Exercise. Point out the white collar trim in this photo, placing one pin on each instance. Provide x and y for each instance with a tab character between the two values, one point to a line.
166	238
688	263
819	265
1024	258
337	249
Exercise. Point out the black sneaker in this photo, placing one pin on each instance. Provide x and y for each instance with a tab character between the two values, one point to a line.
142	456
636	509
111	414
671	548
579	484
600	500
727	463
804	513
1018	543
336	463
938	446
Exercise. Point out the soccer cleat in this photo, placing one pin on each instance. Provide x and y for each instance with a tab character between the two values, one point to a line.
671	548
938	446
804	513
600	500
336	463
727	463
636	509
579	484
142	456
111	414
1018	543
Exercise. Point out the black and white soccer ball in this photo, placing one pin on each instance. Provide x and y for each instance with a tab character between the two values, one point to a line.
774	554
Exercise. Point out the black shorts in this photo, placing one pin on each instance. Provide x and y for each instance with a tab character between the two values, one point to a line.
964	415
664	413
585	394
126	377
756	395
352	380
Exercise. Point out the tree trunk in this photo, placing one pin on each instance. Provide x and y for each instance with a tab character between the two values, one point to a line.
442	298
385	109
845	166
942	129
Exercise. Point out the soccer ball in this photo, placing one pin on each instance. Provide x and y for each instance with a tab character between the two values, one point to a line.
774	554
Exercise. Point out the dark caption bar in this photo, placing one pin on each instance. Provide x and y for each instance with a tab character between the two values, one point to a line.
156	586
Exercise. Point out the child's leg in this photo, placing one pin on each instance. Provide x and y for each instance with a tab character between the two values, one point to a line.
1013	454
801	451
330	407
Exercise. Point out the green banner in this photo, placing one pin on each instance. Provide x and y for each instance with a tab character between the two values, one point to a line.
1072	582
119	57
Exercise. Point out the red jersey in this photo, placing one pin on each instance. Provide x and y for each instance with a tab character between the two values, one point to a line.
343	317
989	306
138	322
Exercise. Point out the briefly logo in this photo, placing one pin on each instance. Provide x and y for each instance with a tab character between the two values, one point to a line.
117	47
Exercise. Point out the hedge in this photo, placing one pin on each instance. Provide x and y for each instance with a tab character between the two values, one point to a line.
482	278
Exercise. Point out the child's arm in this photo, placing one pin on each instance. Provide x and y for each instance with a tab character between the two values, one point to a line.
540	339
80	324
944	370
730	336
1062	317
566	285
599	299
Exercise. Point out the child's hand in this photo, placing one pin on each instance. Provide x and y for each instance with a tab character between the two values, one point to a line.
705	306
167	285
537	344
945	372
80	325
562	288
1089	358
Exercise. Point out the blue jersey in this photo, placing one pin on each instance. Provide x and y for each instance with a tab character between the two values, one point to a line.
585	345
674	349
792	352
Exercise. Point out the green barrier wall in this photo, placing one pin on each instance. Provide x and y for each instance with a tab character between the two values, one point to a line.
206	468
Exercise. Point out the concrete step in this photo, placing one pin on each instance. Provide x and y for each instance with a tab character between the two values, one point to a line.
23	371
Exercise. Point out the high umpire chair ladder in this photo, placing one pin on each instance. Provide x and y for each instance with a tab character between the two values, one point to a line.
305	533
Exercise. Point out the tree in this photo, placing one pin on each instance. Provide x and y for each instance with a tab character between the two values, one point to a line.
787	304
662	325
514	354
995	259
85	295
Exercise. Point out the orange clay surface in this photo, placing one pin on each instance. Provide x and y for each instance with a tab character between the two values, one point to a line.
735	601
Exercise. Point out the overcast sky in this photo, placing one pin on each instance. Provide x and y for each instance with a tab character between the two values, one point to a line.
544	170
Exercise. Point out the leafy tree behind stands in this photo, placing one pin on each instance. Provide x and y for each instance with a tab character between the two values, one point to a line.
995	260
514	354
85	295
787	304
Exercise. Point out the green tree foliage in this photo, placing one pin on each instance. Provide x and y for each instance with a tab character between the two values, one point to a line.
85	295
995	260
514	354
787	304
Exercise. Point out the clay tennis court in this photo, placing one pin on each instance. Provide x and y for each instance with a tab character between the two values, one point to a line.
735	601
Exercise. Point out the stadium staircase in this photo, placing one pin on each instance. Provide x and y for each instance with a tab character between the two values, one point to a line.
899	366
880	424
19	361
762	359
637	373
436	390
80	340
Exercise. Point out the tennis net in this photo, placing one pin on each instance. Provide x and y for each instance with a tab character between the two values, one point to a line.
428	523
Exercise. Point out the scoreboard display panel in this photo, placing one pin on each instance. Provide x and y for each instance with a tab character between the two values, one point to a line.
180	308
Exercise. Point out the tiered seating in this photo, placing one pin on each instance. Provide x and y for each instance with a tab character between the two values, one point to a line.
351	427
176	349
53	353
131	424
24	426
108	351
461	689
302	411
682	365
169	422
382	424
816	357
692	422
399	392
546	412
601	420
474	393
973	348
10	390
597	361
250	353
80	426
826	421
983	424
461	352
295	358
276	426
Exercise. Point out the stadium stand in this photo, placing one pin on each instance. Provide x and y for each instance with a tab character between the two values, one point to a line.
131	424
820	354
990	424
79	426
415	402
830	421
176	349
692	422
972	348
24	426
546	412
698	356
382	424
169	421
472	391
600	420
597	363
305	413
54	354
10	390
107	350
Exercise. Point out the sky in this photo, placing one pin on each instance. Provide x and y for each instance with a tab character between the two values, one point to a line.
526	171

◆ СУТЬ ЗАДАНИЯ: Верните без изменений все строки записей, приведённых выше.

◆ РЕШЕНИЕ ЗАДАЧИ:
Exercise. Point out the white collar trim in this photo, placing one pin on each instance. Provide x and y for each instance with a tab character between the two values, one point to a line.
166	238
688	263
819	265
1024	258
337	249
Exercise. Point out the black sneaker in this photo, placing one pin on each instance. Provide x and y for each instance with a tab character between the two values, one point to a line.
142	456
636	509
111	414
671	548
579	484
600	500
727	463
804	513
1018	543
336	463
938	446
Exercise. Point out the soccer cleat in this photo, placing one pin on each instance. Provide x and y for each instance with a tab character between the two values, one point to a line.
671	548
938	446
804	513
600	500
336	463
727	463
636	509
579	484
142	456
111	414
1018	543
Exercise. Point out the black and white soccer ball in this photo, placing one pin on each instance. Provide x and y for each instance with a tab character between the two values, one point to a line.
774	554
Exercise. Point out the black shorts in this photo, placing one pin on each instance. Provide x and y for each instance with a tab character between the two values, one point to a line.
964	415
664	413
585	394
126	377
756	395
352	380
Exercise. Point out the tree trunk in this photo, placing one pin on each instance. Provide x and y for each instance with a tab character between the two values, one point to a line.
442	298
385	109
845	166
942	129
Exercise. Point out the soccer ball in this photo, placing one pin on each instance. Provide x and y for each instance with a tab character between the two values, one point to a line.
774	554
Exercise. Point out the dark caption bar in this photo, placing one pin on each instance. Provide x and y for each instance with a tab character between the two values, one point to a line.
156	586
Exercise. Point out the child's leg in this photo, placing one pin on each instance. Provide x and y for each instance with a tab character between the two values, one point to a line.
1013	454
801	451
330	407
Exercise. Point out the green banner in this photo, placing one pin on each instance. Provide x and y for each instance with a tab character between the two values, one point to a line.
1072	582
119	57
Exercise. Point out the red jersey in this photo, placing one pin on each instance. Provide x and y for each instance with a tab character between the two values, one point to a line.
343	317
989	306
138	322
Exercise. Point out the briefly logo in this photo, placing one pin on each instance. Provide x and y for each instance with a tab character between the two values, one point to a line.
117	47
Exercise. Point out the hedge in this photo, placing one pin on each instance. Provide x and y for each instance with a tab character between the two values, one point to a line.
482	278
Exercise. Point out the child's arm in this photo, placing one pin on each instance. Provide x and y for each instance with a tab character between the two values, one point to a line.
540	339
80	324
944	370
730	336
1062	317
566	285
599	299
Exercise. Point out the child's hand in this photo, placing one pin on each instance. Provide x and y for each instance with a tab character between the two values, one point to a line.
705	306
167	285
537	344
945	372
80	325
562	288
1089	358
Exercise. Point out the blue jersey in this photo, placing one pin on each instance. Provide x and y for each instance with a tab character between the two values, one point to a line.
585	345
674	349
792	352
Exercise. Point out the green barrier wall in this photo, placing one pin on each instance. Provide x and y for each instance with a tab character between the two values, one point to a line.
206	468
Exercise. Point out the concrete step in this photo, placing one pin on each instance. Provide x and y for each instance with a tab character between the two values, one point to a line.
23	371
Exercise. Point out the high umpire chair ladder in this photo, placing one pin on each instance. Provide x and y for each instance with a tab character between the two values, one point to a line.
305	533
Exercise. Point out the tree in this photo, placing one pin on each instance. Provide x and y for each instance with a tab character between the two values, one point to a line.
787	304
662	325
514	354
995	259
85	295
Exercise. Point out the orange clay surface in this photo, placing one pin on each instance. Provide x and y for each instance with a tab character between the two values, one point to a line.
735	601
Exercise. Point out the overcast sky in this photo, placing one pin on each instance. Provide x and y for each instance with a tab character between the two values, one point to a line.
544	170
Exercise. Point out the leafy tree behind stands in this photo, placing one pin on each instance. Provide x and y for each instance with a tab character between the two values, one point to a line.
995	260
514	354
85	295
787	304
Exercise. Point out the green tree foliage in this photo, placing one pin on each instance. Provide x and y for each instance with a tab character between the two values, one point to a line.
85	295
995	260
514	354
787	304
Exercise. Point out the clay tennis court in this photo, placing one pin on each instance. Provide x and y for each instance with a tab character between the two values, one point to a line.
735	601
Exercise. Point out the stadium staircase in this photo, placing one pin on each instance. Provide x and y for each instance with a tab character between the two values, one point to a line.
899	366
880	424
19	361
762	359
637	373
436	390
80	340
Exercise. Point out the tennis net in this photo, placing one pin on each instance. Provide x and y for each instance with a tab character between the two values, one point to a line.
428	523
Exercise. Point out the scoreboard display panel in this photo, placing one pin on each instance. Provide x and y for each instance with a tab character between the two values, one point to a line.
180	308
Exercise. Point out the tiered seating in this photo, placing one pin on each instance. Provide x and y for each instance with a tab character between the two values, one point to a line.
351	427
176	349
53	353
131	424
24	426
108	351
461	689
302	411
682	365
169	422
382	424
816	357
692	422
399	392
546	412
601	420
474	393
973	348
10	390
597	361
250	353
80	426
826	421
983	424
461	352
295	358
276	426
Exercise. Point out the stadium stand in this photo, placing one pin on each instance. Provide x and y for each instance with a tab character between the two values, one point to a line.
131	424
820	354
990	424
79	426
415	402
830	421
176	349
692	422
972	348
24	426
546	412
698	356
382	424
169	421
472	391
600	420
597	363
305	413
54	354
10	390
107	350
Exercise. Point out the sky in this photo, placing one pin on each instance. Provide x and y for each instance with a tab character between the two values, one point to a line.
526	171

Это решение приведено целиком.